• **Texte fourni**:
>>

Pour 2015

Décembre
Voici la nuit,
L’immense nuit des origines,
Et rien n’existe hormis l’Amour,
Hormis l’Amour qui se dessine :
En séparant le sable et l’eau,
Dieu préparait comme un berceau
La Terre où il viendrait au jour.
Didier RIMAUD, s.j.

Novembre
Je me suis bien plus cher que je n’en ai coutume :
avec toi dans mon cœur, je vaux plus que moi-même,
comme une pierre qui, dès lors qu’elle est taillée
passe en valeur, par là, sa roche originelle.

De même qu’une page, manuscrite ou peinte
retient mieux l’attention qu’un quelconque chiffon,
ainsi fais-je depuis que je suis une cible
où tes traits sont empreints –non que j’en aie regret !

Nanti de pareil sceau, il n’est de lieu où je n’aille,
sûr comme un homme armé ou fort d’un talisman
qui d’un coup réduirait tout péril à néant.

J’ai barre sur le feu et j’ai barre sur l’onde.
Grâce à ton effigie, je fais voir les aveugles,
Et j’assainis de ma salive tout poison.
MICHEL-ANGE, entre 1531-1547

Octobre
La « justice de la foi chrétienne » tient à son caractère amoureux : « la foi est en acte à travers l’amour » (Ga 5,6). C’est dire que désormais, dans le christianisme, la coprésence entre l’humain et le divin est un don amoureux, reçu et restitué qui, dans sa gratuité même, accomplit une promesse et réalise un pacte, en esquissant ainsi les contours de l’espace optimal d’un échange social et historique.
J. KRISTEVA, Cet incroyable besoin de croire, Bayard, Paris 2007, p. 70

Septembre
C’est une chose de voir l’autre comme non-porteur d’une menace qui pourrait conduire à ma désintégration. Mais voir l’autre répugnant comme ce qui me permet de devenir celui que je suis vraiment ? Pourtant, c’est bien cela, ce qui fonde l’Eglise : une victime crucifié dans la honte. C’est à partir de cet autre répugnant que commence le rassemblement d’un peuple issu de toutes les nations, tribus et langues, autrement dit, le rassemblement d’individus qui, tous, découvrent pour la première fois qui ils sont en abandonnant les frontières qui les dressaient les uns contre les autres.

<<

• **Objectif a**: Convertissez en liste JSON de chaînes les lignes des enregistrements, une chaîne par ligne, sans les lignes vides. Commencez à la ligne qui contient "statue's neck, one", cette ligne comprise, et arrêtez-vous à la fin des enregistrements.

• **Jeu de données**:

>>

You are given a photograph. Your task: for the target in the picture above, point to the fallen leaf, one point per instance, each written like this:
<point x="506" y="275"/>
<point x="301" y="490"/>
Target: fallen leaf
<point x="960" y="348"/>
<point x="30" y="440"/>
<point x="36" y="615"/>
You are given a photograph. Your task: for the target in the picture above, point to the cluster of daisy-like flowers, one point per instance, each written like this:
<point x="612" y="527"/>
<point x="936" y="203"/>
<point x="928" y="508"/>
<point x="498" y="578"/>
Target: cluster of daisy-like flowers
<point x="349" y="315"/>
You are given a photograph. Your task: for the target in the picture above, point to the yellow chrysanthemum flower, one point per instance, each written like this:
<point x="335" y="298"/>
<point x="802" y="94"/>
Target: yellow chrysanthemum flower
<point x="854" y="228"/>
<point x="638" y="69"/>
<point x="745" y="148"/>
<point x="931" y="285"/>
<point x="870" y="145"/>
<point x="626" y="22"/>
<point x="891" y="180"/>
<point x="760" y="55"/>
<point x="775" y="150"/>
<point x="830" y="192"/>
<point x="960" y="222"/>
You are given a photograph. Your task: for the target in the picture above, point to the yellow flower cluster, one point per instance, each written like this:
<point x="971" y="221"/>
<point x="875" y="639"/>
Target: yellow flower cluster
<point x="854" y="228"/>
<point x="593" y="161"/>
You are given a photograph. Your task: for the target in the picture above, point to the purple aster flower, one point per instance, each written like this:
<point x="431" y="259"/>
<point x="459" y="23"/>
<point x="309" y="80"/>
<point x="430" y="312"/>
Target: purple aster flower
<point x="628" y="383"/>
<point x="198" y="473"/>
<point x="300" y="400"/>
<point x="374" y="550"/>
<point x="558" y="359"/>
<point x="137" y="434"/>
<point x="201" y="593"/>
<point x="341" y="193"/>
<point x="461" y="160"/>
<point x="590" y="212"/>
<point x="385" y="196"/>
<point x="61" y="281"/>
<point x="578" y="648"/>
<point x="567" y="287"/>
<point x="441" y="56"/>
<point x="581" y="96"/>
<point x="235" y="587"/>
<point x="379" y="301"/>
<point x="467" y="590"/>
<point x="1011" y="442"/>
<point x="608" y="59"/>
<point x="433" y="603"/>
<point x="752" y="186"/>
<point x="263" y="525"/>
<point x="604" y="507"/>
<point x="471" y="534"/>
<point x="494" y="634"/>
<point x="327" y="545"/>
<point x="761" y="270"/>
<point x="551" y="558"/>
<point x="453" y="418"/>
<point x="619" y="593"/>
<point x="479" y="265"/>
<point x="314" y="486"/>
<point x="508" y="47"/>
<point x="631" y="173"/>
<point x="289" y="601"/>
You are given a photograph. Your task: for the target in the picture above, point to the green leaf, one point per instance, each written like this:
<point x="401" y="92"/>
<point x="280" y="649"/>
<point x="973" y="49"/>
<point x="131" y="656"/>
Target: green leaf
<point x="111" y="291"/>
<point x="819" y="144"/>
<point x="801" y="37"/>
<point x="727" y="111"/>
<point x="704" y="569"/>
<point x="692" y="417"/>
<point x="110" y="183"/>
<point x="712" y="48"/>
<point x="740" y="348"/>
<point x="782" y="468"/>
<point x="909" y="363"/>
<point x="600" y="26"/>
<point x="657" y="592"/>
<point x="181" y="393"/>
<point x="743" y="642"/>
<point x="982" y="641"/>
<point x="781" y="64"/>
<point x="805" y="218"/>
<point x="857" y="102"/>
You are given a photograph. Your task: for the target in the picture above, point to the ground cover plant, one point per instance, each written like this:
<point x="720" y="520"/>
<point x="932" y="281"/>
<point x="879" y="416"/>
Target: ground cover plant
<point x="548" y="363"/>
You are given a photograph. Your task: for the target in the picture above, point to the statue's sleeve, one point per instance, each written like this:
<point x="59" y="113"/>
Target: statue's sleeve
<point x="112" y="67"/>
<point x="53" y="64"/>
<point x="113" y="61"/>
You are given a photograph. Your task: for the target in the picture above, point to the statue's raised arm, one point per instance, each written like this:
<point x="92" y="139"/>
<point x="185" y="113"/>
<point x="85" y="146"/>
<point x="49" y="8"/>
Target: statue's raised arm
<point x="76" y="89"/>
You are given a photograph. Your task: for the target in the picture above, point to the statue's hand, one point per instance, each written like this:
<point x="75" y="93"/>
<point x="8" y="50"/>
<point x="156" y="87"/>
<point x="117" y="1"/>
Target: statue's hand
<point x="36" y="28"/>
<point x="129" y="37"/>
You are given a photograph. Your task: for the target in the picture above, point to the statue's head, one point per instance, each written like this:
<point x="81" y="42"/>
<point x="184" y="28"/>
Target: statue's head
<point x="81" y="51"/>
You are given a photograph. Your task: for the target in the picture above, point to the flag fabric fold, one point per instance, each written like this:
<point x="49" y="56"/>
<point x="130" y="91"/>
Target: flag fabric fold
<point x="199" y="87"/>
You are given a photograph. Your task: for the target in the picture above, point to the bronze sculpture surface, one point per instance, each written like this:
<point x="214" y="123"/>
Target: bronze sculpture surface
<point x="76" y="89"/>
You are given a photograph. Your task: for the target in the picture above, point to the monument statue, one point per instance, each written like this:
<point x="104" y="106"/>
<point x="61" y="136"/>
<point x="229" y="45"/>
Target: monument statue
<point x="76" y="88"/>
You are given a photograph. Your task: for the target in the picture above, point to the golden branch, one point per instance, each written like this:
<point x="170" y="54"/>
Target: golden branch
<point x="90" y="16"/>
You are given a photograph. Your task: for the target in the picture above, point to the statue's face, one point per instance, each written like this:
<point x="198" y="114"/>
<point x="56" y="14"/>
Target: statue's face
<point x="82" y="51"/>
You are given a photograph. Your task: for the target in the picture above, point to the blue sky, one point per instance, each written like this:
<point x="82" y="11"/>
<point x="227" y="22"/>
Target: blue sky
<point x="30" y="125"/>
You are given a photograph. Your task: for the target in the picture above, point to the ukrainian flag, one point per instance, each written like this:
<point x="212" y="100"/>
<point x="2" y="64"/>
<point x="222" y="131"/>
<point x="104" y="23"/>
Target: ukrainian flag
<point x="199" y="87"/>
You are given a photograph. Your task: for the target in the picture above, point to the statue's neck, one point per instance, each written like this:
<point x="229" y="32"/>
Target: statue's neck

<<

• **Objectif b**: Indiquez si chacune des affirmations suivantes est conforme au texte fourni, en répondant par oui ou par non et en citant à l'identique les mots du texte qui tranchent : (i) le passage de novembre est attribué à Michel-Ange ; (ii) le poème de décembre est signé par J. Kristeva ; (iii) la citation de J. Kristeva renvoie à la page 70 de son ouvrage.

• **Réponse attendue a**:
[
  "You are given a photograph. Your task: for the target in the picture above, point to the statue's neck, one point per instance, each written like this:",
  "<point x=\"229\" y=\"32\"/>",
  "Target: statue's neck"
]

• **Réponse attendue b**:
(i) Oui : « MICHEL-ANGE, entre 1531-1547 ».
(ii) Non : « Didier RIMAUD, s.j. ».
(iii) Oui : « Cet incroyable besoin de croire, Bayard, Paris 2007, p. 70 ».